Stored data:
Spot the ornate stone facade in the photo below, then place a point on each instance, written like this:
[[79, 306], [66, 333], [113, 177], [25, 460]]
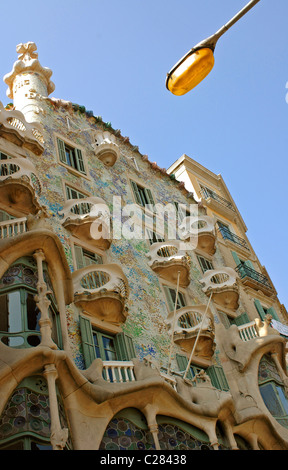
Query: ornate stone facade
[[112, 334]]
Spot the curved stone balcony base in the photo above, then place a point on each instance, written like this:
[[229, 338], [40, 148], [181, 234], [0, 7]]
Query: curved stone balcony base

#### Work required
Copy verbatim the span of lines that begins with the line holding "Query: ornate stone facade" and ends at the last line of the records.

#### Solution to this problem
Query: ornate stone facade
[[112, 334]]
Spot the curved stone balcony base in the photo above, then place a point on each instance, written like this:
[[229, 338], [40, 148], [181, 234], [0, 7]]
Query: curved stone balcony base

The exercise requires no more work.